What the task requires
Copy the listing below in full and skip every picture.

Material to process
------------------------------------------------------------

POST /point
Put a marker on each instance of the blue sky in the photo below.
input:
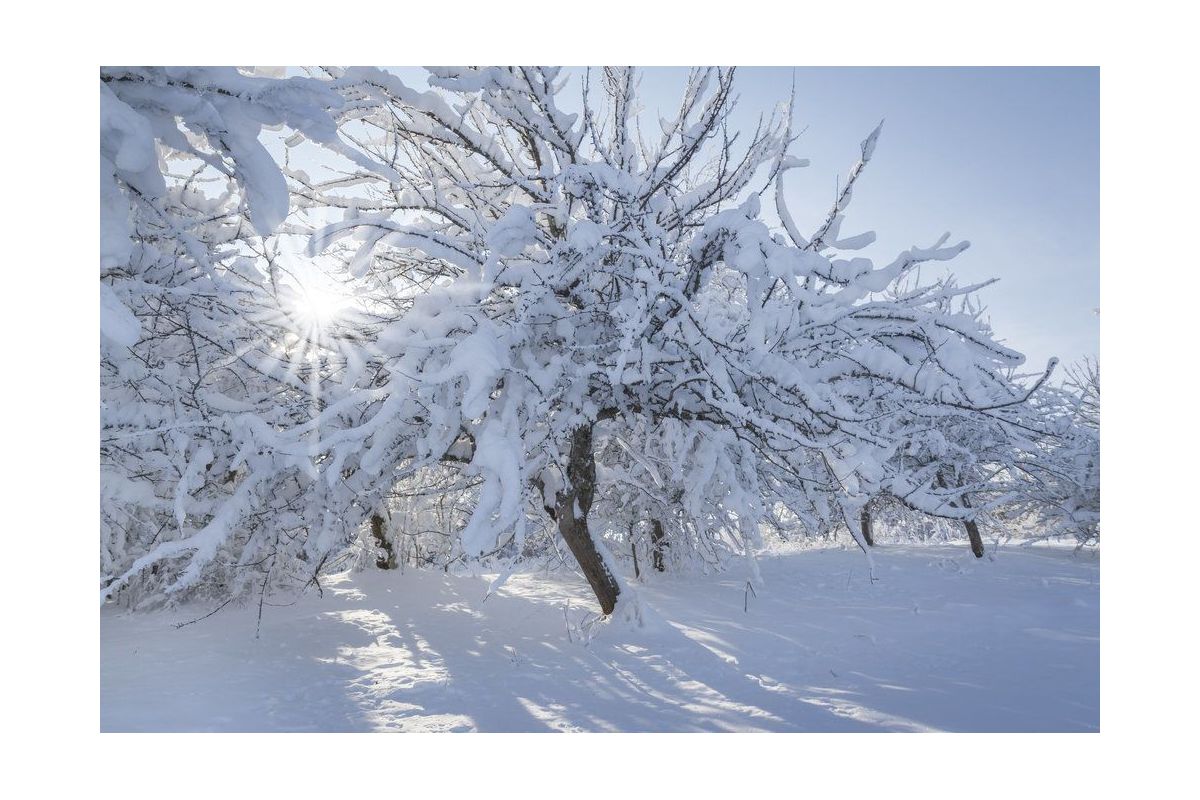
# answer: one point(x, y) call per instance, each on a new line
point(1006, 157)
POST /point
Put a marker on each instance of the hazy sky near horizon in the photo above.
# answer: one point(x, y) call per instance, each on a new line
point(1006, 157)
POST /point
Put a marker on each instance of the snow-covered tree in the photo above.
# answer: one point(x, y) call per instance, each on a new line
point(564, 308)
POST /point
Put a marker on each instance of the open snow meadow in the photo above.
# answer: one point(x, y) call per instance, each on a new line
point(939, 642)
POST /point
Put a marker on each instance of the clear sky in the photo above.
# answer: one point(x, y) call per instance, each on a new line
point(1006, 157)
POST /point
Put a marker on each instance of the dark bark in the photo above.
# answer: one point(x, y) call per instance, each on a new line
point(385, 560)
point(971, 525)
point(633, 548)
point(571, 512)
point(658, 541)
point(865, 519)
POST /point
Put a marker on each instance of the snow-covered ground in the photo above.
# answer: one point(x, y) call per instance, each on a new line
point(939, 642)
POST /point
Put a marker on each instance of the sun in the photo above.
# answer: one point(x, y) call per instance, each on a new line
point(319, 307)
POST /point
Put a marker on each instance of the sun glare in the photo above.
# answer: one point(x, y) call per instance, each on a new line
point(317, 308)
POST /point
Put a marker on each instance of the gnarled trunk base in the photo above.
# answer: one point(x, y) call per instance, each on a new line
point(571, 515)
point(387, 560)
point(865, 521)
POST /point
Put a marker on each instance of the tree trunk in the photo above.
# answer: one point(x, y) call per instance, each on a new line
point(633, 548)
point(571, 515)
point(972, 531)
point(658, 540)
point(388, 559)
point(971, 525)
point(865, 519)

------------------------------------------------------------

Written solution
POST /point
Put a marker on each instance of the blue sky in the photo below.
input:
# answer: one point(x, y) call per instance, each on a new line
point(1006, 157)
POST /point
Put a marker on each instance of the hazy sky near horizon in the photo above.
# answer: one point(x, y) call per instance, each on a new line
point(1006, 157)
POST /point
Put a marker on each instance of the snow-covered tree in the photo above.
# answer: one point(x, y) call per instance, each on a new line
point(564, 308)
POST /point
Put a marker on each instance of the open snow meadow in the photo above.
# answer: one point(x, y) call per instance, each on a new line
point(939, 642)
POST /point
Put a marker on each instance of the clear sky in the photo above.
# answer: one point(x, y) call per instance, each on a new line
point(1006, 157)
POST /point
Put a marker on each instance of the dark bark in the photo above.
# answer: one point(x, y) call per instance, each on a new line
point(385, 560)
point(971, 525)
point(633, 548)
point(571, 512)
point(658, 541)
point(865, 519)
POST /point
Put a marker on each instance of the snow-covered ground in the photo above.
# answer: one point(x, y) call per instance, each on a new line
point(939, 642)
POST /point
Put a marker on each instance of the sun in the photo above.
# answer: one point(x, y) call per instance, each on a new line
point(319, 307)
POST /point
Put a marker on each instance of the sun glare in the photo above.
# answer: one point(x, y) call per instance, each on a new line
point(317, 308)
POST /point
Put a marker on each instance of the gnarled trunk base in the photo above.
# answer: one point(x, y) call per instance, each on a new line
point(571, 515)
point(387, 560)
point(865, 521)
POST /point
Put a marker on each instance of the tree trunk in the photo above.
# answer: one point(x, y) call per instance, each on a new line
point(633, 548)
point(571, 515)
point(972, 531)
point(658, 540)
point(388, 559)
point(971, 525)
point(865, 519)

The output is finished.